• _Folgendes bearbeiten_
• a. Prüfe, ob die Aussagen (i), (ii) und (iii) mit dem Bericht über die Ruhrfestspiele übereinstimmen. Antworte jeweils mit Ja oder Nein und zitiere die entscheidenden Worte aus dem Bericht wörtlich: (i) Fred ist 13 Jahre alt. (ii) Marc Lunghuß hat das Stück für das Schauspiel Leipzig inszeniert. (iii) Der Vater von Freds Schulfreundin zerreißt mühelos ein Buch.
• b. Setze den Bericht über die Ruhrfestspiele im Anschluss an seinen letzten Satz fort.

• _Textauszug_
◆ ◆ ◆ ◆
Dienstag, 19. März 2024

Archiv

Ruhrfestspiele Recklinghausen
Pubertierender und Revolution auf zwei Bühnen

Mit zwei spannenden Arbeiten gehen die Ruhrfestspiele Recklinghausen ihrem Ende entgegen: "Der Mann aus Oklahoma" von Lukas Linder zeigt die Welt eines Pubertierenden, der auf sich selbst in erwachsender Form trifft. Wenige Kilometer weiter hatte Heiner Müllers "Der Auftrag - Erinnerung an eine Revolution" mit Corinna Harfouch Premiere.

Von Dorothea Marcus | 11.06.2015
    Lukas Linder, Anno Bechte und Lene Grösch auf dem "Heidelberger Stückemarkt"
    Lukas Linder der Autor des Stückes "Der Mann aus Oklahoma“ hier mit Anno Bechte und Lene Grösch auf dem Festival "Heidelberger Stückemarkt" 2015. (Theater und Orchester Heidelberg/Foto: Annemone Taake )
    Fred ist 13 und hat es schwer. Er wird gemobbt in der Schule. Die Mutter ist ein zynisches Biest. Die Lehrerin spielt in der Schule die Väter gegeneinander aus - aber Freds Vater ist gleich ganz verschwunden.
    "Mutter: Seit zwei Stunden stehe ich hier und schreie: Familienrat. Fred: Aber ich war doch in der Schule! - Mutter: Wenn jeder macht was er will, ist das der Untergang der Mutter. - Fred: Es tut mir leid. Ist was passiert? Mutter: Vater ist verschwunden. Tut mir leid, wenn dich das verwirrt. Fred: Wo ist er denn hin? Mutter: Da bin ich die falsche Ansprechperson. Vater wäre die richtige. Aber der ist ja weg."
    Kein Wunder, dass sich Fred immer wieder in Traumwelten flüchtet, inspiriert von kernig-machohaften Privatdetektiven aus Krimis. In seinem echten Leben tauchen dagegen nur männliche Versager auf: Der Vater seiner Schulfreundin, ein Ringer, schafft nicht mal, ein Buch zu zerreißen. Der neue Freund der Mutter stellt ihn entweder mit dem Schnuller still oder weiht ihn in sein ausschweifendes Sexleben ein.
    Welt eines Pubertierenden
    Als Fred eines Tages glaubt, seinen Vater in einer Luxusvilla zu entdecken, trifft er dort schließlich auf eine ältere Version seiner selbst. Grotesk zeigt Autor Lukas Linder, wie absurd, realitätsverzerrt und ungerecht sich die Welt für einen Pubertierenden anfühlt. Leider geht der Witz in Marc Lunghuß' Inszenierung für das Schauspiel Leipzig gründlich verloren. Anstatt Linders Humor mit Trockenheit zu betonen, wird er in Klamauk und lärmenden Klischees ertränkt. Spannend ist nur das Bühnenbild: in einem Kasten aus hautartigen Schuppen schnellen Klappen oder Faltbilder auf. Alles findet nur in Freds verspieltem Inneren statt.
◆ ◆ ◆ ◆
(Extrahierte Dateneinträge)
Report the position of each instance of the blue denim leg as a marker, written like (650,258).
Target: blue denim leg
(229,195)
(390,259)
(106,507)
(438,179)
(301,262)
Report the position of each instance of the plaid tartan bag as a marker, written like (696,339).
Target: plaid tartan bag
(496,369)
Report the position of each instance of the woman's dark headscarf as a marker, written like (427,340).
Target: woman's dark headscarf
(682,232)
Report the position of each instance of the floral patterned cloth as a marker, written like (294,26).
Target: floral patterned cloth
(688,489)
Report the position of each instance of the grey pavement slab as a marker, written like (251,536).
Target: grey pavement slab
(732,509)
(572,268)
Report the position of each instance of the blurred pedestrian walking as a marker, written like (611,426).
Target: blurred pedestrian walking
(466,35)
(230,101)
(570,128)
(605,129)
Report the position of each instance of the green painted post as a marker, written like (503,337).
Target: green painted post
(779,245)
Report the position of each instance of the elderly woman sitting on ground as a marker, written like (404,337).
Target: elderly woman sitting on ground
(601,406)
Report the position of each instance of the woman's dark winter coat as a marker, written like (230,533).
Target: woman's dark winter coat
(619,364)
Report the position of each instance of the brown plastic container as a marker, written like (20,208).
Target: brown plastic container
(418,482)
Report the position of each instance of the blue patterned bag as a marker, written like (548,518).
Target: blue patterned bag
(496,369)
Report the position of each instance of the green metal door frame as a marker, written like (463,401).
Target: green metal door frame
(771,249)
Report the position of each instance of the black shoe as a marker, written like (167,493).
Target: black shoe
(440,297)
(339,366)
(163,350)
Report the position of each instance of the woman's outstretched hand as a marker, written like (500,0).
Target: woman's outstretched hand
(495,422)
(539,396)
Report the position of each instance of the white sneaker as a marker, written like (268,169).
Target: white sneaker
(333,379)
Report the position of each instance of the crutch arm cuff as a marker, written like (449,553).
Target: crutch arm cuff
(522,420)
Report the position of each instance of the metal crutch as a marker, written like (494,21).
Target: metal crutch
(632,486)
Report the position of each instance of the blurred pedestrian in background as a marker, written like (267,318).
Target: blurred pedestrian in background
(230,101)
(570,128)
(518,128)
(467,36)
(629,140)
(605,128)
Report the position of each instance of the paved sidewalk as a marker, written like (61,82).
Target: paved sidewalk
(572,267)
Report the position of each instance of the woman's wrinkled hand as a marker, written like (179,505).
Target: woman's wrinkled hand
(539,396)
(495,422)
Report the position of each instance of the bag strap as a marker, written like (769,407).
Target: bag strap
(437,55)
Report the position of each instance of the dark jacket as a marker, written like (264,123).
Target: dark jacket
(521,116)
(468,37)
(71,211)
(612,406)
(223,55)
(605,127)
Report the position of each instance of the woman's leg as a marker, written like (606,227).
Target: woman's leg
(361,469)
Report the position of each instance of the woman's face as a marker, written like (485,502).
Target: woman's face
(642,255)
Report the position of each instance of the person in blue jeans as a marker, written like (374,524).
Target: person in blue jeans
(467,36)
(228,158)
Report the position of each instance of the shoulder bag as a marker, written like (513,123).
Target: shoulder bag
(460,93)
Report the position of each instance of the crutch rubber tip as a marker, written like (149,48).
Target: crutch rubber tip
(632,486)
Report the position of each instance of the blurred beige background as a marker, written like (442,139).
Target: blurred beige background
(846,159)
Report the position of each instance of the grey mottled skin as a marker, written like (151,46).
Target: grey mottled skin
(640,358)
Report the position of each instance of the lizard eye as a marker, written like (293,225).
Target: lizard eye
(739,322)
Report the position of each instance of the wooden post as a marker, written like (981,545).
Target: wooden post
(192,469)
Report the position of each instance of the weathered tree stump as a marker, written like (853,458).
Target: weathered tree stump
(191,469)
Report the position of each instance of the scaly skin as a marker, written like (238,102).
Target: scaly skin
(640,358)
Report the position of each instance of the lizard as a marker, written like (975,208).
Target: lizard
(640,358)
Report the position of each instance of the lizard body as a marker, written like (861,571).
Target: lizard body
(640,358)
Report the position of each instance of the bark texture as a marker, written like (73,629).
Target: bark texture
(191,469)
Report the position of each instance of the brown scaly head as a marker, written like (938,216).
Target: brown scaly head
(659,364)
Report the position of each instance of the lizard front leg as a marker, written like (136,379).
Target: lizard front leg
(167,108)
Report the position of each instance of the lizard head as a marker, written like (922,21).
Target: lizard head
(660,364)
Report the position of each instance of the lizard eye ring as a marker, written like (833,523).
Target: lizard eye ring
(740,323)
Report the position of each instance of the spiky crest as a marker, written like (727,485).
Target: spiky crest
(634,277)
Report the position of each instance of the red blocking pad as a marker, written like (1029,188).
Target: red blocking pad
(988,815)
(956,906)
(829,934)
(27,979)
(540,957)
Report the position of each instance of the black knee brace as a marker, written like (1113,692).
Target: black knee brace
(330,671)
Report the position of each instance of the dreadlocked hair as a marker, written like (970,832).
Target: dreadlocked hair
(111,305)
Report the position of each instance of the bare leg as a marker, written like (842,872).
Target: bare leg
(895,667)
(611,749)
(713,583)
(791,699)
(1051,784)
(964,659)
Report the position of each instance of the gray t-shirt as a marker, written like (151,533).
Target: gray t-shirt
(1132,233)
◆ ◆ ◆ ◆
• _Gegebene Antworten_
• a.
(i) Ja: „Fred ist 13 und hat es schwer.“
(ii) Ja: „in Marc Lunghuß' Inszenierung für das Schauspiel Leipzig“
(iii) Nein: „schafft nicht mal, ein Buch zu zerreißen“

• b.
    Schade nur, dass alle Figuren so infantil und unsympathisch überzeichnet sind. Der 13-jährige Fred ist ein Erstklässler mit Scoutranzen, Brustbeutel und Kuschelhase, die Lehrerin ist eine sadistische Effizienz-Bestie, die Mutter eine kettenrauchend kalte Marlene Dietrich. Doch das macht Freds' Perspektive kurz vor dem Erwachsenwerden nur lächerlich. Eine zu grelle Groteske, die die zarteren Aspekte dieser Selbstfindung unter den Tisch fallen lässt.
    Heiner Müllers "Der Auftrag - Erinnerung an eine Revolution"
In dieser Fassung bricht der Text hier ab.